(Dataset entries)
= Beginning of Section =

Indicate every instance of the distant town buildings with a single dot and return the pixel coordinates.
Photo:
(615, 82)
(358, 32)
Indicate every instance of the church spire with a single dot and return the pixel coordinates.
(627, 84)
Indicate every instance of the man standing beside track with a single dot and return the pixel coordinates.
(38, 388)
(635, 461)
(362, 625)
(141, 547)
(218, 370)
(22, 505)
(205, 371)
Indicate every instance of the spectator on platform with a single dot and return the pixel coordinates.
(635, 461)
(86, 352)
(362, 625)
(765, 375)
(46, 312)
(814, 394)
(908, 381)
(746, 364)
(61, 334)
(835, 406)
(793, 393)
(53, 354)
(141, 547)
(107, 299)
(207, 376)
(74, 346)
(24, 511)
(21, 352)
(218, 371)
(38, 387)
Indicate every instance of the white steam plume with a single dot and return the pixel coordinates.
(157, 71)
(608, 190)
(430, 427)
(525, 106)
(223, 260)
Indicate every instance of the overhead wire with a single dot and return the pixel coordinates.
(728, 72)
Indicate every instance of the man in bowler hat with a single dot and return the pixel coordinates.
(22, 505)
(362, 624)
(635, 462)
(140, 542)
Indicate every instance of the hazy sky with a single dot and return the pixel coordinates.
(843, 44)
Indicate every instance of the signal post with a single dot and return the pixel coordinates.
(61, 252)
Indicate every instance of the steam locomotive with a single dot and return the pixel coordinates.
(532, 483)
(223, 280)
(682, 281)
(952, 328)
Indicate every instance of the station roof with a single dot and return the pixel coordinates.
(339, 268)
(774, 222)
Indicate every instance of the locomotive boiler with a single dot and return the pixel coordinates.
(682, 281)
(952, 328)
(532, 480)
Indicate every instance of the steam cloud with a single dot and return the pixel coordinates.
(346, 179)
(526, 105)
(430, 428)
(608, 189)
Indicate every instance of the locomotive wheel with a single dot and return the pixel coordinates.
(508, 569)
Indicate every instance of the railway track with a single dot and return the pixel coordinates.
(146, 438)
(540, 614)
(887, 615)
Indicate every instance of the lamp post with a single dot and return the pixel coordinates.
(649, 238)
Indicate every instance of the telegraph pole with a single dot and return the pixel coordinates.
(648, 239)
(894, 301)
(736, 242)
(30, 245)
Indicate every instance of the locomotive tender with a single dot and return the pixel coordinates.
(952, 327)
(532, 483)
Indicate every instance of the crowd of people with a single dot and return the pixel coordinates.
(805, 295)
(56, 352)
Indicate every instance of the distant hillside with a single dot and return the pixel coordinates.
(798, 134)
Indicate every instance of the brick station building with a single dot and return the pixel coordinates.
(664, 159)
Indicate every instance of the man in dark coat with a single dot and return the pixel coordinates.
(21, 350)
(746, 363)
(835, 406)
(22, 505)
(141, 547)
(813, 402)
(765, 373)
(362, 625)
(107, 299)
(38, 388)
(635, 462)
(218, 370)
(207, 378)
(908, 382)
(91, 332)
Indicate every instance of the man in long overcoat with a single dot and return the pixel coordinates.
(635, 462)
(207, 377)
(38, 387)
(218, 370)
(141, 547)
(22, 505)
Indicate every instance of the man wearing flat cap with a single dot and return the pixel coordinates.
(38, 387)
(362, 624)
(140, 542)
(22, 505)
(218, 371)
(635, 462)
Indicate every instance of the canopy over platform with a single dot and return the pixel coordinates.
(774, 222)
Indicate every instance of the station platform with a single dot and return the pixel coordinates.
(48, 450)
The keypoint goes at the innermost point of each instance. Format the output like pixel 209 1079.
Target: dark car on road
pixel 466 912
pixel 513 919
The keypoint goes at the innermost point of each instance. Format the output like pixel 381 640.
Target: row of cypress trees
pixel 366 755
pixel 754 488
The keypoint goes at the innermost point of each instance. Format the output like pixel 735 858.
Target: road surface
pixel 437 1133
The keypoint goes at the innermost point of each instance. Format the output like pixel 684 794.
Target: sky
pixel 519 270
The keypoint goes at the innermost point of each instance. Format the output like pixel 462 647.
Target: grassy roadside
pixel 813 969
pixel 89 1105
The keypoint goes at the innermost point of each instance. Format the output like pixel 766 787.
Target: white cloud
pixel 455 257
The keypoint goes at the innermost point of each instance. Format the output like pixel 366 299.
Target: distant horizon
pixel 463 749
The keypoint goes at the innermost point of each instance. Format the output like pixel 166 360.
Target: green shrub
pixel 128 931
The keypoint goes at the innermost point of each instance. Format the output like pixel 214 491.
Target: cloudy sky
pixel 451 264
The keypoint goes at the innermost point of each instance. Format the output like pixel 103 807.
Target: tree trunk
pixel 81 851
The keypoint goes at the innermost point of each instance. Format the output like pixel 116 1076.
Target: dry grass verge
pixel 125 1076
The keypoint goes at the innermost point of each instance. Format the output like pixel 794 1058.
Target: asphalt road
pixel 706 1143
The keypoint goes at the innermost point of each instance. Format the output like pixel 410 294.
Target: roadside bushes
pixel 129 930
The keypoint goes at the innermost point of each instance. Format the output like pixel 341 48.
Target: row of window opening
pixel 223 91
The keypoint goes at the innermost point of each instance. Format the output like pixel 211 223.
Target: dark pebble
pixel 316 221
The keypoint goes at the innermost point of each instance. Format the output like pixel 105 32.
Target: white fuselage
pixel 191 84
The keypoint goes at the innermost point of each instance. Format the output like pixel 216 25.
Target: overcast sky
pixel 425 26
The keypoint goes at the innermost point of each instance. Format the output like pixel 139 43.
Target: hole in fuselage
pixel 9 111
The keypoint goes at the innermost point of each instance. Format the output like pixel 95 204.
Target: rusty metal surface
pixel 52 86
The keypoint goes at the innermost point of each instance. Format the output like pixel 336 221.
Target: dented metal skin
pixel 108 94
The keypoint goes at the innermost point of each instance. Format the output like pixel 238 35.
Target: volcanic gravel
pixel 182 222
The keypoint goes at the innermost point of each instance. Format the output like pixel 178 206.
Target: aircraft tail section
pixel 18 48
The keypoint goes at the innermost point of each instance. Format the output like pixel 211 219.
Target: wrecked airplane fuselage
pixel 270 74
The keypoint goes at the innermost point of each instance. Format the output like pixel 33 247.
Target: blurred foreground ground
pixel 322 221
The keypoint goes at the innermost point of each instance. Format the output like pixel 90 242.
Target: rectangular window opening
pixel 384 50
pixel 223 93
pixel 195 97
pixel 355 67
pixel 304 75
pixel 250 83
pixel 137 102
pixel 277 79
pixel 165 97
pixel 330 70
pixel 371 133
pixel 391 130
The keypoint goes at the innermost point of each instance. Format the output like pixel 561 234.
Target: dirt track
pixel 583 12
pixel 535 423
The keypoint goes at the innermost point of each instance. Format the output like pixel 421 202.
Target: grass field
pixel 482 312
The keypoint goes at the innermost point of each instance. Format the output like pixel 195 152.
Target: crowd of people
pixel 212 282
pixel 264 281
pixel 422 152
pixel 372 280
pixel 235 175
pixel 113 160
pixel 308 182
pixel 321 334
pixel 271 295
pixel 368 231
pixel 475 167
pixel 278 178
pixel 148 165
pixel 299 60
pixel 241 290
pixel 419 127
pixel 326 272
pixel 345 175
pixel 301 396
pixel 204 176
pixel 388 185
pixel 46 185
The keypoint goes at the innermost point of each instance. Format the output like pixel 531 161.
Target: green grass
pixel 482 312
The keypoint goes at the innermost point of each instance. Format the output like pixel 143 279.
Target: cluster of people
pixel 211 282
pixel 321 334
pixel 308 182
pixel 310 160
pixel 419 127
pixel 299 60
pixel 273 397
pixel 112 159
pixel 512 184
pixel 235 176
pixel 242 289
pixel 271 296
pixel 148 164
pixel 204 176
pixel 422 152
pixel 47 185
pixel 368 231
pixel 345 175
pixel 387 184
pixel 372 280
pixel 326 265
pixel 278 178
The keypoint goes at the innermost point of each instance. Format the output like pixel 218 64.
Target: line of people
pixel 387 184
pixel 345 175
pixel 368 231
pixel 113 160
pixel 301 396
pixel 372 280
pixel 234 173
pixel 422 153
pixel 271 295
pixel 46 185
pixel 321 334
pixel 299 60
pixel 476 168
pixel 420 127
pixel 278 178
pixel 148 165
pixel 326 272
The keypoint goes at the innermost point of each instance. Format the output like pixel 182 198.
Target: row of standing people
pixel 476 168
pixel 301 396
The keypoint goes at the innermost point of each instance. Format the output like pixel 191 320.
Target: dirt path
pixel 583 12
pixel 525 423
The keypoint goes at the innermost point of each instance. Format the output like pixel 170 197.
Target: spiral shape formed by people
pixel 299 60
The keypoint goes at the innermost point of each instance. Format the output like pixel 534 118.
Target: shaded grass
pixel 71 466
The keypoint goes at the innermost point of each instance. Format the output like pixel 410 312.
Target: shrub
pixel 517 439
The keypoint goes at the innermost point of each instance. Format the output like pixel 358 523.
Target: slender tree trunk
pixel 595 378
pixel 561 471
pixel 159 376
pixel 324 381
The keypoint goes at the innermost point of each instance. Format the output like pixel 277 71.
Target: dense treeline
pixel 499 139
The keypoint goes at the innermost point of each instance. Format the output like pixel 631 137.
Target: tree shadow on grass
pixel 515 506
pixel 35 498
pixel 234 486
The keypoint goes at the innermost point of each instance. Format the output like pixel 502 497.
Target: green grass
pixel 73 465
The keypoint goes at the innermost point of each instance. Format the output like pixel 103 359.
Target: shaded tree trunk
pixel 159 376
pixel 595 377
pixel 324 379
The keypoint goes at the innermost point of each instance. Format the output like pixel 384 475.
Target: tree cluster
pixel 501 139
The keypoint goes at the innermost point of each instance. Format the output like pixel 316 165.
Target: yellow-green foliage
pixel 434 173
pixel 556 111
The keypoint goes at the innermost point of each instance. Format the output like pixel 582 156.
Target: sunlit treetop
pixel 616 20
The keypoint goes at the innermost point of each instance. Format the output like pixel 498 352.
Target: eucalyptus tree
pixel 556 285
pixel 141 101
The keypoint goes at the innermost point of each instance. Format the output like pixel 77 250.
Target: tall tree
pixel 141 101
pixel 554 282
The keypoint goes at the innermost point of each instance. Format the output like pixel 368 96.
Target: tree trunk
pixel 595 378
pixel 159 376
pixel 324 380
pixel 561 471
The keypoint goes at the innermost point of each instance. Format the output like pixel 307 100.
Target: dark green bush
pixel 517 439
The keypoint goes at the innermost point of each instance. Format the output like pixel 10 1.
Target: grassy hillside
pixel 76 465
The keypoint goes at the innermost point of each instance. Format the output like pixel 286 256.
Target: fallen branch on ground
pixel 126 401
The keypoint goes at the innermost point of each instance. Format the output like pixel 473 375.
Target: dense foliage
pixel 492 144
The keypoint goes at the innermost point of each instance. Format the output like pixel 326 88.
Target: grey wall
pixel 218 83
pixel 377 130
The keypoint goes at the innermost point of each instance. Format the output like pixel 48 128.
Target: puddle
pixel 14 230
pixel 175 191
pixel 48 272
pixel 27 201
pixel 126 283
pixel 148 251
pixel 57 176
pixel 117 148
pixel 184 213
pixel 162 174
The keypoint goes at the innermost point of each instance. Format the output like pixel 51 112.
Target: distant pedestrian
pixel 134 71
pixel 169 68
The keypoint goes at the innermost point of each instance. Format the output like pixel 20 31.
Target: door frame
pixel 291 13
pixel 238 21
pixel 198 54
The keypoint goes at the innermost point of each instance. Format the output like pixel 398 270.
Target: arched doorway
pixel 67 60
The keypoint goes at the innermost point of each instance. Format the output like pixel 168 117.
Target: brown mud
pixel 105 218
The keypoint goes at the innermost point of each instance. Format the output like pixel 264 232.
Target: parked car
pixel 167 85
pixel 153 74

= End of Section =

Activity » All lines from the one containing "Target: distant pedestrian" to the last line above should be reproduced exactly, and no other lines should be given.

Answer area »
Target: distant pedestrian
pixel 134 71
pixel 169 68
The keypoint goes at the innermost point of each instance. Format the output like pixel 20 31.
Target: door frame
pixel 291 13
pixel 238 21
pixel 198 54
The keypoint goes at the innermost point of each instance. Format the output like pixel 398 270.
Target: arched doorway
pixel 67 60
The keypoint goes at the innermost point of each instance. Format the output like pixel 168 117.
Target: brown mud
pixel 105 218
The keypoint goes at the innermost point of each instance. Format the output like pixel 264 232.
Target: parked car
pixel 167 85
pixel 153 74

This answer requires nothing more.